*Text excerpt*
_ _ _ _
Materials and Methods

Search Strategy

The PubMed, Embase, and Web of Science databases were searched by two reviewers (JH and YJ) to collect relevant articles with a deadline of August 18, 2020. Besides, there were no restrictions on the language and publication date. In regard to the literature retrieval strategy, Medical Subject Headings (MeSHs), including “glioma,” “microRNAs,” and “diagnosis” and their entry terms were combined for screening out all the original published studies. The search strategies are described in detail in Supplementary Table 1. Besides, literature listed on related reviews was also manually retrieved for fear that the important articles were omitted. Besides, when the key data were lacking, the two authors would contact the first author. The protocol of this present diagnostic meta-analysis have been registered on PROSPERO (CRD42020195883) and can be found at: https://www.crd.york.ac.uk/prospero/.

Inclusion and Exclusion Criteria

Two reviewers (JH and YJ) independently performed the screening process through reading the titles and abstracts. Any disagreements were settled via discussion. According to the established inclusion and exclusion criteria, eligible articles were included based on the following criteria: (1) the studies were pertinent to miRNAs for the diagnosis of glioma patients; (2) there were complete data in each study used for calculating the value of true positives (TP), false positives (FP), false negatives (FN), and true negatives (TN); and (3) the sample size of each study was required to be at least 30. On the contrary, studies would be excluded when they were duplicates, reviews, meta-analyses, letters, abstracts, editorial, conference papers, studies without efficient data or irrelevant to the diagnosis of gliomas, as well as those with a sample size <30.

Data Extraction

The general contents were extracted by two reviewers (JH and CZ), this information included the first author, country of participants, publication data (year), sample source, methods for detecting miRNAs expression, sample size, internal reference for relative quantitative analysis, truncation values, comparison type, and miRNA categories. In addition, the clinical and pathological characteristics of the glioma patients and healthy controls (HC) were also obtained, such as age, the proportion of male patients, WHO grade, tumor size, as well as Karnofsky performance scale (KPS). Most importantly, the information on sensitivity, specificity as well as sample size (including glioma patients and healthy subjects) was required for extraction in each study.

Quality Assessment

Two authors (YJ and ZZ) separately implemented the quality assessment scale of the included 18 articles via employing the Quality Assessment of Diagnostic Accuracy Studies-2 (QUADAS-2) tool (37), which contains four domains: patient selection, index test, reference standard, and flow and timing. And every domain can be rated as a high (red), unclear (yellow), or low (green) risk bias. Similarly, applicability concerns in the first three domains were also evaluated through high, unclear, or low risk bias ratings (38).
_ _ _ _
*Records*
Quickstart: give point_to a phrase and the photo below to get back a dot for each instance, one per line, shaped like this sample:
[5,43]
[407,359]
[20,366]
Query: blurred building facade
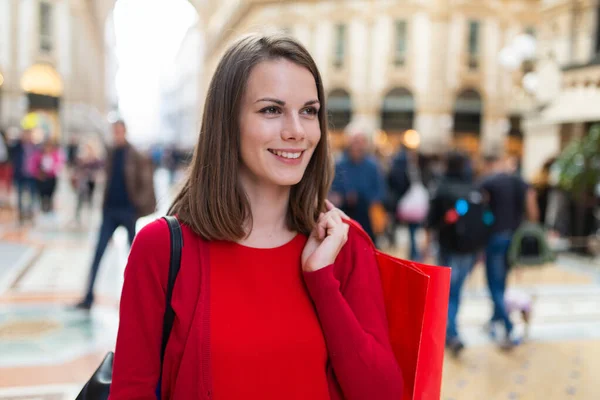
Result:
[179,105]
[52,62]
[427,65]
[568,95]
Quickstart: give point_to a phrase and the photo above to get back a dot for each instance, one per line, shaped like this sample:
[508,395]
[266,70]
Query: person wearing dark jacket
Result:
[511,199]
[129,195]
[358,182]
[455,179]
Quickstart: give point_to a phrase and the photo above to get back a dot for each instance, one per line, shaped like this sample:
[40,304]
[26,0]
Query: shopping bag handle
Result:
[360,229]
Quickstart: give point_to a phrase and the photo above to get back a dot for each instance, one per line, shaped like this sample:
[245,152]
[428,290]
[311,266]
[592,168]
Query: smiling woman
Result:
[277,297]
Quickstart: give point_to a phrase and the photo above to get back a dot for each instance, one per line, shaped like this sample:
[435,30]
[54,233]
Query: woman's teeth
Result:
[286,154]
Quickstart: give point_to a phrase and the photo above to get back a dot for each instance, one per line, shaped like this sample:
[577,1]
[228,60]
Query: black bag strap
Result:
[174,264]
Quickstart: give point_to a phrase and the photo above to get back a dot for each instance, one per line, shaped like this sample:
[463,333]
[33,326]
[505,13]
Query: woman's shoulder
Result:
[156,235]
[358,238]
[357,251]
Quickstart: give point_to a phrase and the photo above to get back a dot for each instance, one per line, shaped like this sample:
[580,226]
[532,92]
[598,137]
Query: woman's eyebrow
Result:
[272,100]
[282,103]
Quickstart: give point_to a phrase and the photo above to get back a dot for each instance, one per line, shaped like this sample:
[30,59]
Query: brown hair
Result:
[212,202]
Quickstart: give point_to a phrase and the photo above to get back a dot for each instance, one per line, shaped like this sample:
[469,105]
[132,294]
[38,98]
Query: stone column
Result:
[433,116]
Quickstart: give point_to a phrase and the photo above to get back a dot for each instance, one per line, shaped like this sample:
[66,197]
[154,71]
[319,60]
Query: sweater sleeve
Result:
[354,323]
[136,367]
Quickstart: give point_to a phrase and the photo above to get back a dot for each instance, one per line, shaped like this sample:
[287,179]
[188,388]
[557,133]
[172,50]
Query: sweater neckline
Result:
[292,241]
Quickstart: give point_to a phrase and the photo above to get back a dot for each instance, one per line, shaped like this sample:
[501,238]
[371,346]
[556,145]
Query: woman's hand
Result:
[326,240]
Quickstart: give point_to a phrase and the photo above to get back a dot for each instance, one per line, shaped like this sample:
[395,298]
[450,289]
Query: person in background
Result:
[358,182]
[47,164]
[5,171]
[460,257]
[510,200]
[23,152]
[129,195]
[72,149]
[398,184]
[293,308]
[86,169]
[543,188]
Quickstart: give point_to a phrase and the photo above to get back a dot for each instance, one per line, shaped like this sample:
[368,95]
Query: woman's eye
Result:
[271,110]
[310,111]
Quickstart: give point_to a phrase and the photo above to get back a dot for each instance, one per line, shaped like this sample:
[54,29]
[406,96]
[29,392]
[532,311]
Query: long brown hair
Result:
[212,201]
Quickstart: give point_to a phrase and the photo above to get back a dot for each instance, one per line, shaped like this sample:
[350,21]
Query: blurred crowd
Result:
[459,210]
[32,163]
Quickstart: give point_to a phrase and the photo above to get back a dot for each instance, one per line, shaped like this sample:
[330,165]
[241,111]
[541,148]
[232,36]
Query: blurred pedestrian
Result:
[398,183]
[23,153]
[456,217]
[86,168]
[510,200]
[358,182]
[266,315]
[5,171]
[47,163]
[129,195]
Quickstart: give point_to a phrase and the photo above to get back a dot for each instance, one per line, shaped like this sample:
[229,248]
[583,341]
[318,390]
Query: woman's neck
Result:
[269,207]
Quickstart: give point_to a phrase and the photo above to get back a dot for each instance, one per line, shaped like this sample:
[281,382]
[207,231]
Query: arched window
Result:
[467,113]
[339,109]
[398,110]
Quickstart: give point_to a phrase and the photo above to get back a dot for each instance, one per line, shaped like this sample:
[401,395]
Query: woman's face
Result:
[279,123]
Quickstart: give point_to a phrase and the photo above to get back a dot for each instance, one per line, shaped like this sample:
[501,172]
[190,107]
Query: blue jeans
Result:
[461,265]
[412,235]
[111,220]
[496,268]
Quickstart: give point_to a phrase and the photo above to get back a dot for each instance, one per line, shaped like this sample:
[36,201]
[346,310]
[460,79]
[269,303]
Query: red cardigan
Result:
[347,297]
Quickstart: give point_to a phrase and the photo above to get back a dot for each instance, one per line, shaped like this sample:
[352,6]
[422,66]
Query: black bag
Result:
[467,222]
[98,387]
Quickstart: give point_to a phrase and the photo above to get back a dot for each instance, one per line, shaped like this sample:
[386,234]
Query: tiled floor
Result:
[47,351]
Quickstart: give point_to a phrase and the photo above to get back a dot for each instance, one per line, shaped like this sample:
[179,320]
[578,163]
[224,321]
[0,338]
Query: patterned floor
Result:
[47,350]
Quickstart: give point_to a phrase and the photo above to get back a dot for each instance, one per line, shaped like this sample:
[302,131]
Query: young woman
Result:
[276,297]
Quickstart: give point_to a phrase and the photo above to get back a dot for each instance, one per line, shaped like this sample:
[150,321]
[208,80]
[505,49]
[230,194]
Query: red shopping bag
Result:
[416,300]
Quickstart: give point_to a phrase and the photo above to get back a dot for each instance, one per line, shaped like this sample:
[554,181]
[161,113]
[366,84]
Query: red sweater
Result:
[347,297]
[265,338]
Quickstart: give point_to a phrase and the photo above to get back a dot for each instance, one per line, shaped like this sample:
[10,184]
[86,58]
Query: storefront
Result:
[43,88]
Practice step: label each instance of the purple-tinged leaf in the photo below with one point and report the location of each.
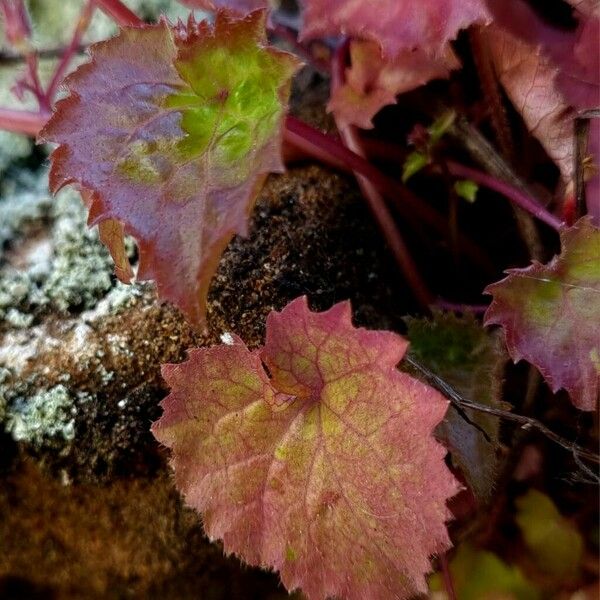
(172, 131)
(323, 467)
(551, 315)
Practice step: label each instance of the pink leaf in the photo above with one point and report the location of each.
(373, 81)
(551, 315)
(324, 467)
(396, 25)
(172, 131)
(529, 78)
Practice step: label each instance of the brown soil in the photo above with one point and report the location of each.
(118, 529)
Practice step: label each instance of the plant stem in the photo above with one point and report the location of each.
(447, 576)
(517, 196)
(486, 155)
(291, 37)
(82, 25)
(526, 422)
(22, 121)
(376, 203)
(122, 15)
(491, 92)
(463, 308)
(330, 150)
(582, 130)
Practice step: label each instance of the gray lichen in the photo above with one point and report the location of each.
(82, 268)
(69, 271)
(48, 415)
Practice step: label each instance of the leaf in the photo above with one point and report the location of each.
(396, 25)
(466, 189)
(414, 162)
(550, 315)
(568, 76)
(173, 131)
(529, 79)
(481, 575)
(322, 467)
(374, 81)
(556, 544)
(243, 7)
(460, 352)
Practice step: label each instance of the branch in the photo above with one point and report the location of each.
(516, 195)
(375, 200)
(485, 154)
(22, 121)
(526, 422)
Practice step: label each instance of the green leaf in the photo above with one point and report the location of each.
(171, 131)
(555, 543)
(466, 189)
(551, 314)
(440, 126)
(464, 355)
(481, 575)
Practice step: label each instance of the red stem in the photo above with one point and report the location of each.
(376, 203)
(22, 121)
(515, 195)
(82, 25)
(447, 576)
(35, 86)
(122, 15)
(477, 309)
(329, 150)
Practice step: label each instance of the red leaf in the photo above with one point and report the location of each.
(373, 81)
(324, 469)
(551, 315)
(560, 70)
(173, 132)
(529, 78)
(396, 25)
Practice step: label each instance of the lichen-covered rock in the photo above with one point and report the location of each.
(42, 417)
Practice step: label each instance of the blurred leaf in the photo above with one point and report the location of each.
(466, 189)
(459, 351)
(555, 543)
(440, 126)
(414, 162)
(481, 575)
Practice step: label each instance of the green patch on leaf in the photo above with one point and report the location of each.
(459, 351)
(171, 131)
(466, 189)
(554, 542)
(550, 314)
(322, 467)
(414, 162)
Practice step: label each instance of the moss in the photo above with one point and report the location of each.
(39, 418)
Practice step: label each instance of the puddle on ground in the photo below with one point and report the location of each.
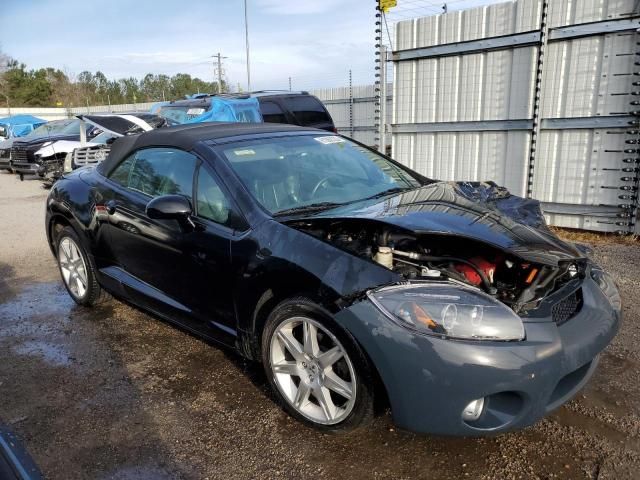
(52, 354)
(42, 299)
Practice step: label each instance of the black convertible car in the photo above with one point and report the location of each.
(346, 274)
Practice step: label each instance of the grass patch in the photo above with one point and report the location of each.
(582, 236)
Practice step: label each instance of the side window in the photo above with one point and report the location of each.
(120, 174)
(307, 109)
(272, 113)
(211, 202)
(157, 171)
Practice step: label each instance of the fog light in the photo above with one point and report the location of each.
(473, 411)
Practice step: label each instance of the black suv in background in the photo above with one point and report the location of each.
(296, 108)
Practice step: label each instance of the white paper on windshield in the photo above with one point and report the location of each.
(241, 153)
(329, 139)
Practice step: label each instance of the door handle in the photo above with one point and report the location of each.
(111, 206)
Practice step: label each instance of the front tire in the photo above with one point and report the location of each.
(77, 271)
(318, 372)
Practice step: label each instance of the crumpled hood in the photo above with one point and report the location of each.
(62, 146)
(37, 141)
(479, 211)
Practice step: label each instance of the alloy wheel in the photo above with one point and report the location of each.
(73, 267)
(312, 370)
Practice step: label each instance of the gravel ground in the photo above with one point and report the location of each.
(115, 393)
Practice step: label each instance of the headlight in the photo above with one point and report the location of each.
(68, 163)
(448, 310)
(607, 285)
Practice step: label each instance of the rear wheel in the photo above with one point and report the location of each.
(77, 271)
(316, 369)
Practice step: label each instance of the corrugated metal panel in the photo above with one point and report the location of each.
(570, 163)
(484, 86)
(571, 12)
(576, 172)
(464, 25)
(583, 78)
(337, 103)
(474, 156)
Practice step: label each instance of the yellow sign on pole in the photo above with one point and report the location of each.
(385, 5)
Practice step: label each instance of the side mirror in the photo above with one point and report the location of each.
(171, 207)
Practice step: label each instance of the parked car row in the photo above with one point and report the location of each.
(60, 146)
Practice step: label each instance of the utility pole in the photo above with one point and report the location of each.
(246, 39)
(219, 70)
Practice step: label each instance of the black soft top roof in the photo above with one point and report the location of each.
(186, 136)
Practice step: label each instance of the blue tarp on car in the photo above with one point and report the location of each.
(20, 125)
(220, 109)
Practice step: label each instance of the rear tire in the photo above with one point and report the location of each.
(316, 369)
(78, 271)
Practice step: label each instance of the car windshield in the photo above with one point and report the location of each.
(56, 128)
(299, 173)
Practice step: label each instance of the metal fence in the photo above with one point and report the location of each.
(353, 110)
(61, 112)
(538, 95)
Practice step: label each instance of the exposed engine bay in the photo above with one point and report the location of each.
(517, 283)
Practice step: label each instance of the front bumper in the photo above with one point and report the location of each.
(26, 168)
(430, 380)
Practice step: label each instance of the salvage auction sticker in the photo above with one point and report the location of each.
(329, 139)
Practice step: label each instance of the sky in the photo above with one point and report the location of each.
(315, 42)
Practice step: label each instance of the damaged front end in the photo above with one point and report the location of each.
(478, 236)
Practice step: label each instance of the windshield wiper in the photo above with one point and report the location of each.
(388, 192)
(308, 208)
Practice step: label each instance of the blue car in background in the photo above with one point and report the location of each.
(19, 125)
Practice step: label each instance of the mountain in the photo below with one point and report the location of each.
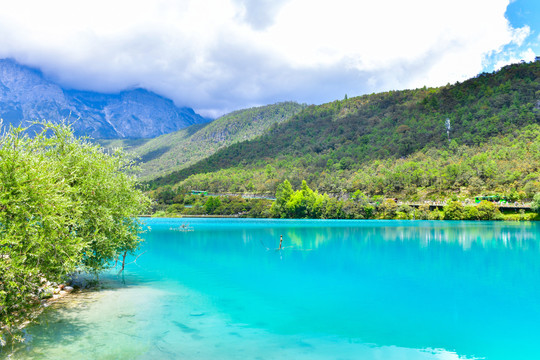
(185, 147)
(26, 95)
(355, 143)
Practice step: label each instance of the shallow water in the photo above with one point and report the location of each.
(337, 290)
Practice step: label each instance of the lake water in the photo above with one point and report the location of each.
(337, 290)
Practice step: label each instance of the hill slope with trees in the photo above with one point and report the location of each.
(355, 143)
(185, 147)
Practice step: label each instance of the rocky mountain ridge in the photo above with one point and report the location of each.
(26, 95)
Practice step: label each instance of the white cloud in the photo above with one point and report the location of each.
(219, 55)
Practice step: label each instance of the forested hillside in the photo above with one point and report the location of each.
(187, 146)
(368, 143)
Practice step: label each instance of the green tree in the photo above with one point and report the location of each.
(283, 195)
(535, 204)
(65, 204)
(453, 211)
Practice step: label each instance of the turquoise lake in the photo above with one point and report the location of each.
(337, 290)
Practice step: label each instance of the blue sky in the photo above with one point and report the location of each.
(520, 14)
(222, 55)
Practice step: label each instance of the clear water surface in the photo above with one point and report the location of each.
(337, 290)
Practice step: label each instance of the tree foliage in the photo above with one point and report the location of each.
(65, 204)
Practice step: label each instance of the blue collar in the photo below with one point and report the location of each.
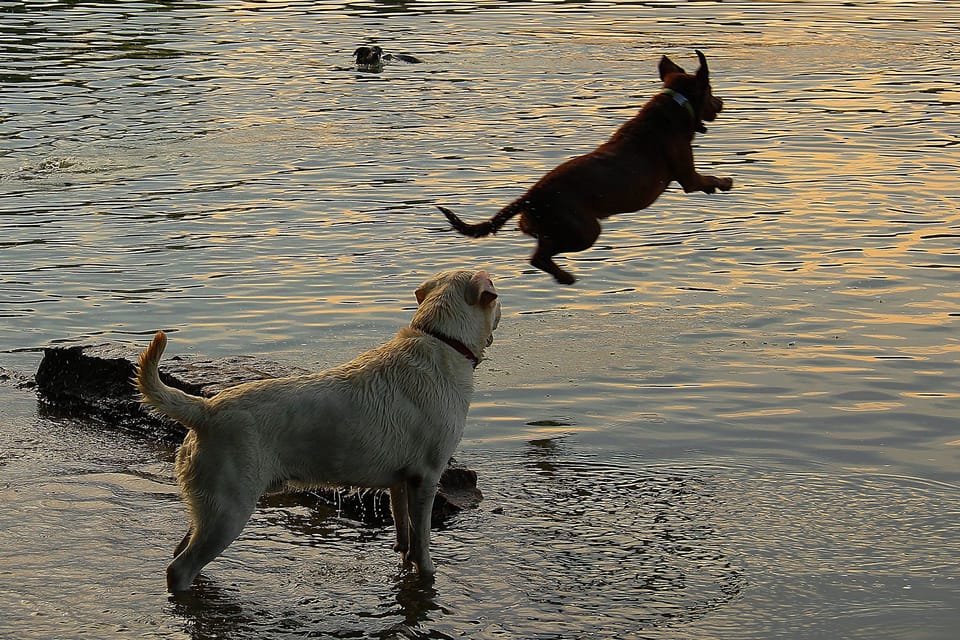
_ _ _ _
*What you need to do*
1. List the four domains of the QUADAS-2 tool named in the methods text on miRNAs for glioma diagnosis.
2. According to the methods text on miRNAs for glioma diagnosis, what was the minimum sample size a study needed to be included?
3. Continue the methods text on miRNAs for glioma diagnosis from where it stops.

*List of answers*
1. Patient selection, index test, reference standard, and flow and timing.

2. At least 30.

3.
Statistical Analysis

The appraisal of the heterogeneity among studies was conducted via the Q statistics and I² of Chi-square test, an I² > 50% and P < 0.05 denoted the presence of heterogeneity, where an I² ≤ 25%, 25% < I² ≤ 50%, 50% < I² ≤ 75%, and I² > 75% was representative of modest, moderate, significant, and considerable heterogeneity, respectively (39, 40), if ever, the bivariate random-effects model was fitted for estimating the summary receiver operating characteristic (SROC) curve (41). This model integrates the inexplainable variability into the meta-analysis, takes the negative correlation between sensitivity and specificity into consideration (42), and meets the bivariate normal distribution via the logit transformation of sensitivity and specificity (43). The threshold effect was identified by a Spearman correlation coefficient and P-value (44), and a P < 0.05 was reflective of the existence of a threshold effect. Additionally, we divided all patients into seven subgroups, including sample source, dysregulated miRNAs, internal reference for relative quantitative analysis, comparison type, miRNA profiling, sample size, and cut-off values setting groups for subgroup and meta-regression analyses. Also, sensitivity analysis was implemented via four plots, which contained a quantile diagram of goodness-of fit on the basis of residual, a Chi-square probability graph of Mahalanobis distance squared, used to evaluate the bivariate normality hypothesis, a spike plot for screening out the studies with the most influencing overall diagnostic efficacy via Cook's distance method, and a scatter diagram for identifying the outliers (45). Additionally, we applied the Deek's funnel plot asymmetry test to explore whether publication bias existed, with P < 0.10 indicating the existence of publication bias, which is a key problem of diagnostic meta-analysis (46).

Results

The Characteristics of Studies

We found 684 studies in the PubMed, Embase, and Web of Science databases, then removed 260 duplicates. Through reading titles and abstracts, 401 studies were eliminated. Ultimately, after excluding five studies for incomplete data (n = 3) or a small sample size (n = 2), 18 eligible articles (28, 34–36, 47–60) containing 24 studies were employed for the meta-analysis. We depicted the flow diagram of the study screening according to the Preferred Reporting Items for Systematic Reviews and Meta-Analyses (PRISMA) (http://www.prisma-statement.org/) (Figure 1). Accordingly, 24 studies contained 2,170 glioma patients and 1,456 healthy participants in the present study. The main characteristics of each study and their diagnostic performance are described in Table 1. Furthermore, the clinical and pathological traits of participants in the included studies are shown in Table 2. The information of HC's age and the proportion of men in most of the studies was not given, where healthy individuals were described using age and gender-matched healthy volunteers.

FIGURE 1

Figure 1. The flow chart of the study screening.

TABLE 1

Table 1. The characteristics of the 18 included articles.

TABLE 2

Table 2. The clinical and pathological characteristics of glioma cases and healthy controls in the included studies.

Quality Assessment

Figure 2 presents the risk evaluation for bias and clinical concerns. The domains of reference standard and time and flow were not influenced by risk bias. Given that all glioma patients in the included studies were pathologically confirmed, belonging to a case-control study design, most studies were rated as high risk or unclear risk in the first two domains.

FIGURE 2

Figure 2. Quality assessment scale of the included studies. (A) Risk bias and applicability concerns graph. (B) Risk bias and applicability concerns summary. The red, yellow, and green colors separately present high, unclear, and low risk.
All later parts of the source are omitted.